| The records |

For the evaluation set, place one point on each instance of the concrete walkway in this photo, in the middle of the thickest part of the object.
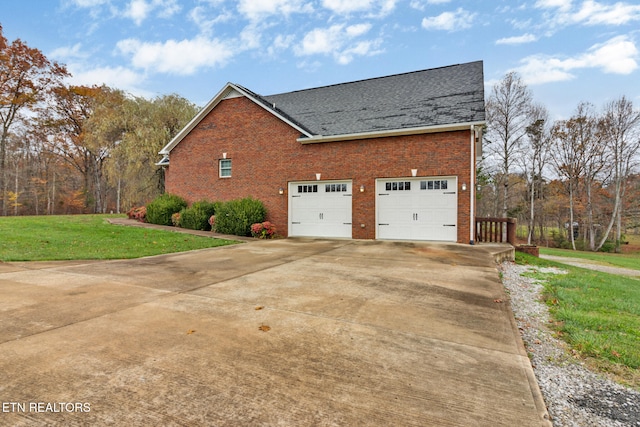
(592, 265)
(291, 332)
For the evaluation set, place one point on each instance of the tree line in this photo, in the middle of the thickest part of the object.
(77, 149)
(80, 149)
(573, 179)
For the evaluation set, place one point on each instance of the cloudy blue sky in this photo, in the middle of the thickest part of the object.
(567, 51)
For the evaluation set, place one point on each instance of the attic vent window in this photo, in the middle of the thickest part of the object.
(225, 168)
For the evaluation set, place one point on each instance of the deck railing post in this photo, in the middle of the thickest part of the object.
(496, 230)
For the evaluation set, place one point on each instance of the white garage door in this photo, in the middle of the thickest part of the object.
(320, 209)
(417, 209)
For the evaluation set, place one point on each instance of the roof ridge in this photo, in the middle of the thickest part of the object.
(370, 79)
(272, 106)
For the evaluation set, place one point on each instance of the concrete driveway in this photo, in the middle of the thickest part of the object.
(289, 332)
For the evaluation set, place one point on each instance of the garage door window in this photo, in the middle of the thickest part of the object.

| What the task requires |
Please rewrite each of the entries above, swapping "thickest part" for "widest part" and changing nothing else. Leave out the pictures.

| Solution to the problem |
For the evaluation set, place one point on each instance of the concrete walkway in this photo, in the middle of the widest part of the object.
(592, 265)
(291, 332)
For the evaluation set, place one point on each instance of the tree line in this photo, in the middle of the widest part of the object.
(77, 149)
(80, 149)
(573, 179)
For the evaluation set, place one point on each instance of the cloudy blue sky in this photo, in the middle of the widest part of the object.
(567, 51)
For the evaluation set, place one point on each instance of the attic vent window in this photo, in the middle of the widest part of the object.
(225, 168)
For the evaluation set, place one point on each instance of the deck railing post in this photo, in the middle of the widest part of the object.
(496, 230)
For the evaluation set, place one point on each instance of the white garage door in this photo, in the middle of the widest part of the object.
(320, 209)
(417, 209)
For the evaluation set, place one point on each instance of the roof ridge in this photo, in the middle of the widest part of the object.
(370, 79)
(272, 106)
For the evaluation set, place one point on each instance of the concrete driveway in this photo, in the middle of the widest part of the object.
(289, 332)
For the evaluation set, place one point on each instance of the garage door window in this photo, in the middle of the widest part of the object.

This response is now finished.